Work item A: In the commentary on Covid-19 and China, what does the bifurcation refer to?
Work item B: Rewrite the passage of the commentary on Covid-19 and China that begins at the words "Clearly, for many" and stops after "a rising China.", putting "great-power rivalry" in place of "new cold war".
Work item C: According to the commentary on Covid-19 and China, why are many in the Americas and Europe more likely to believe Donald Trump when he criticizes China?

====== Provided text ======

The other coincidence with a possible large historical impact is the emergence of Covid-19. This did not need to achieve a such influence, and in the start it did not look like it would. But the extreme spread outside China because of political mismanagement and the ensuing wish to blame somebody else has given the virus a potentially immense importance. A new narrative has been created claiming that the virus spread outside China and had so devastating consequences for the world due to initial Chinese mismanagement and attempts to hide the facts.

A delay in the warning about the disease and its danger may have been caused by China or a Chinese province. But a such possible delay  is dwarfed by the far longer delay caused by slow reactions in countries like the United States and the UK failing to react to strong and clear warnings from the WHO which no matter their exact timing came several  weeks before adequate reactions.

The new narrative spread by a president eager to deny his own responsibility for the spread of the pandemic in his country and by hawks in several countries has replaced the original perception of a China being transparent and cooperative concerning the disease.

Clearly, for many the goal is to further aggravate the new cold war. This may ultimately lead to the (in)famous bifurcation. The partitioning of the world in two mutually unconnected spheres, an American and a Chinese. This is wished by many hawks in both parties in the United States for whom it naturally is unpleasant to experience the loss of the monopoly of world power because of a rising China. 

Normally we are all aware of the unlikeliness of many of the utterances by Donald Trump. But when he criticizes China, many in the Americas and Europe are more likely to believe it. China has a bad standing in the medias and parts of the populations seeng it  as an unfair state capitalist competitor and as a repressive and undemocratic regime. Indeed China has not moved closer to Western style democracy as I had predicted it would. The present malfunction of this system in America and in Europe does not give much impetus for others to imitate it (+). The educating role of the rich democracies is dwindling. This is clearly evidenced in the rise of populist and  authoritarian regimes in several countries around the World. For China an overarching goal is exactly the stability which is under attack in the democracies. But in reality, judging from its level of education and judging from the voting patterns in the United States the Chinese population could be more mature and fit for democracy than the American!

====== Given data ======

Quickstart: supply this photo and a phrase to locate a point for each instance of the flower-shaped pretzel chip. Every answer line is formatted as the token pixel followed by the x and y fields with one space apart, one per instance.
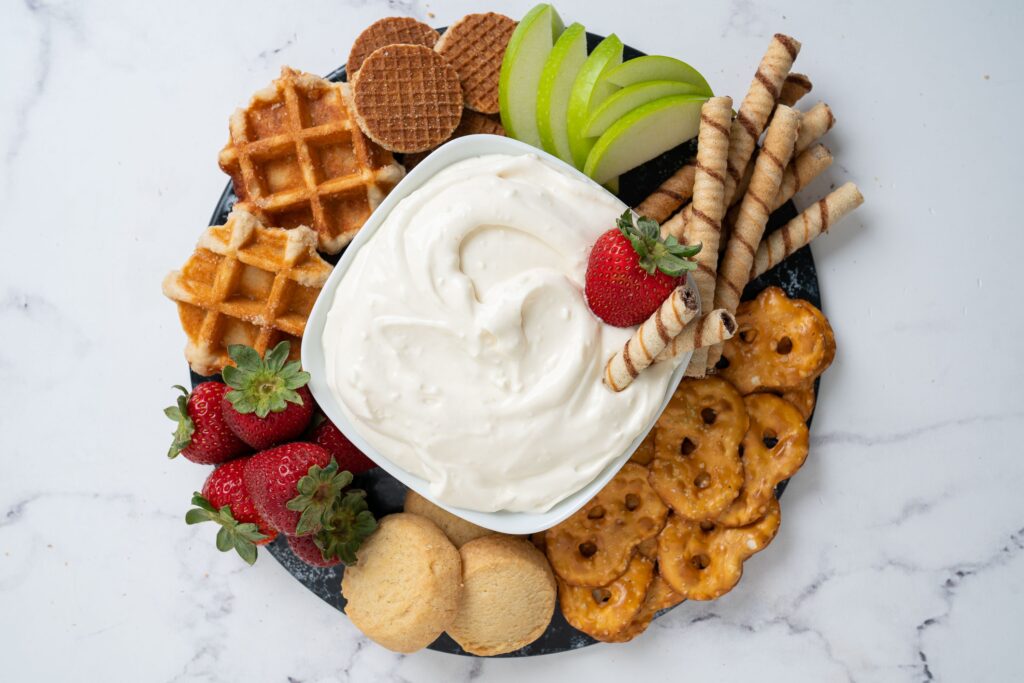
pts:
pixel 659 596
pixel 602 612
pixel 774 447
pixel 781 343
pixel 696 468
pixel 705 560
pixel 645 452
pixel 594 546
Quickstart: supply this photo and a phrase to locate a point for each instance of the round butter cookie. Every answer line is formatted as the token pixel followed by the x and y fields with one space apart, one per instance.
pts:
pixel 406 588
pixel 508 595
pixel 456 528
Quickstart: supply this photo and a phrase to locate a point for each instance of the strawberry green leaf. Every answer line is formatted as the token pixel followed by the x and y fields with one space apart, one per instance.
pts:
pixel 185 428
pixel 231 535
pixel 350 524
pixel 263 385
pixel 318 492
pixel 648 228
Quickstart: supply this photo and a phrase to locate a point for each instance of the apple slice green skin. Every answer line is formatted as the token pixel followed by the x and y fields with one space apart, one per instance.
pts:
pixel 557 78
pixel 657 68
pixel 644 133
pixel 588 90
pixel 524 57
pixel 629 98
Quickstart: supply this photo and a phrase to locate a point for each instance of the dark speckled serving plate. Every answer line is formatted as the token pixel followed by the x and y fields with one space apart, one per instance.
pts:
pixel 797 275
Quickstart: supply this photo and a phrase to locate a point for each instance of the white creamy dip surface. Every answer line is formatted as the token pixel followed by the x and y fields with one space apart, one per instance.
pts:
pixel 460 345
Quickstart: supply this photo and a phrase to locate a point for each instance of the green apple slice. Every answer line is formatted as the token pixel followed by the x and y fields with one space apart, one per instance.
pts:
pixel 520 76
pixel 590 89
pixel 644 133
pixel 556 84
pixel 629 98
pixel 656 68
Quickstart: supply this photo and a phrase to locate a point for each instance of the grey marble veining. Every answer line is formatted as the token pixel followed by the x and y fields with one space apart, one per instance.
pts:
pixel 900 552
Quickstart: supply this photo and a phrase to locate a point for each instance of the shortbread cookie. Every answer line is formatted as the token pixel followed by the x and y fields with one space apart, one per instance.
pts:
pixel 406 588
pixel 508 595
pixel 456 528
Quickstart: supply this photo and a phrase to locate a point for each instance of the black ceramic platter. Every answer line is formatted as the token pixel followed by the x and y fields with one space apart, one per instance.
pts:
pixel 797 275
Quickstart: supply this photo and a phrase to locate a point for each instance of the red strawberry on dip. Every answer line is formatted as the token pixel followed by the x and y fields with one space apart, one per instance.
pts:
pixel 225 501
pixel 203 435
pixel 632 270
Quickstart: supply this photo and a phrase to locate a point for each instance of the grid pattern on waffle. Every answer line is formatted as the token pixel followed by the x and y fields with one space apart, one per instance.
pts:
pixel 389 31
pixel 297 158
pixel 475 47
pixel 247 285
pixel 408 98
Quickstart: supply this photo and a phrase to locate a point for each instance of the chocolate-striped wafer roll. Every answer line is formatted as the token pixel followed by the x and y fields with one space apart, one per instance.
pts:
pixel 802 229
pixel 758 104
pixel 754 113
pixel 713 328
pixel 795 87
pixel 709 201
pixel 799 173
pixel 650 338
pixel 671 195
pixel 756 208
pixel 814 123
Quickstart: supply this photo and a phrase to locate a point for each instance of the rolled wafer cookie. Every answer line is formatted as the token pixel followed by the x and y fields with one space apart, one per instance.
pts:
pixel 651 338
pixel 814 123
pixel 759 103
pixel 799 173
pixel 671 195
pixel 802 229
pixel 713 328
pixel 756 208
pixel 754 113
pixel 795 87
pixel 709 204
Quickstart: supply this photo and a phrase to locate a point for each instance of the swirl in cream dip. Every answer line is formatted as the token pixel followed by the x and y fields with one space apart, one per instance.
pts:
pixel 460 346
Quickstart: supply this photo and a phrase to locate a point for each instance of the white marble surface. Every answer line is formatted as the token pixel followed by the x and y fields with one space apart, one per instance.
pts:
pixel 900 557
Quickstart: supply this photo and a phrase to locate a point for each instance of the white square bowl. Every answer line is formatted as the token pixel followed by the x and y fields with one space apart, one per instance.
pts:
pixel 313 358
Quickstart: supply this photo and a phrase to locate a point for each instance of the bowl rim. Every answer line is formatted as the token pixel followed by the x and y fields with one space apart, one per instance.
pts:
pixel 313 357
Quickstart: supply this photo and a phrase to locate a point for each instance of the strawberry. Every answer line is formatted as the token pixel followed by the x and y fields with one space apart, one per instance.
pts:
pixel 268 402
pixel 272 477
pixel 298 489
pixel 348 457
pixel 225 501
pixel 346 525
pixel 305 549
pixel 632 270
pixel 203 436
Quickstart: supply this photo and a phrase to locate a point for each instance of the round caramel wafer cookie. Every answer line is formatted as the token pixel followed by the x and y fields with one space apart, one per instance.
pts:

======

Exercise output A: The partitioning of the world into two mutually unconnected spheres, an American and a Chinese.

Exercise output B:
Clearly, for many the goal is to further aggravate the great-power rivalry. This may ultimately lead to the (in)famous bifurcation. The partitioning of the world in two mutually unconnected spheres, an American and a Chinese. This is wished by many hawks in both parties in the United States for whom it naturally is unpleasant to experience the loss of the monopoly of world power because of a rising China.

Exercise output C: China has a bad standing in the media, and parts of the populations see it as an unfair state capitalist competitor and as a repressive and undemocratic regime.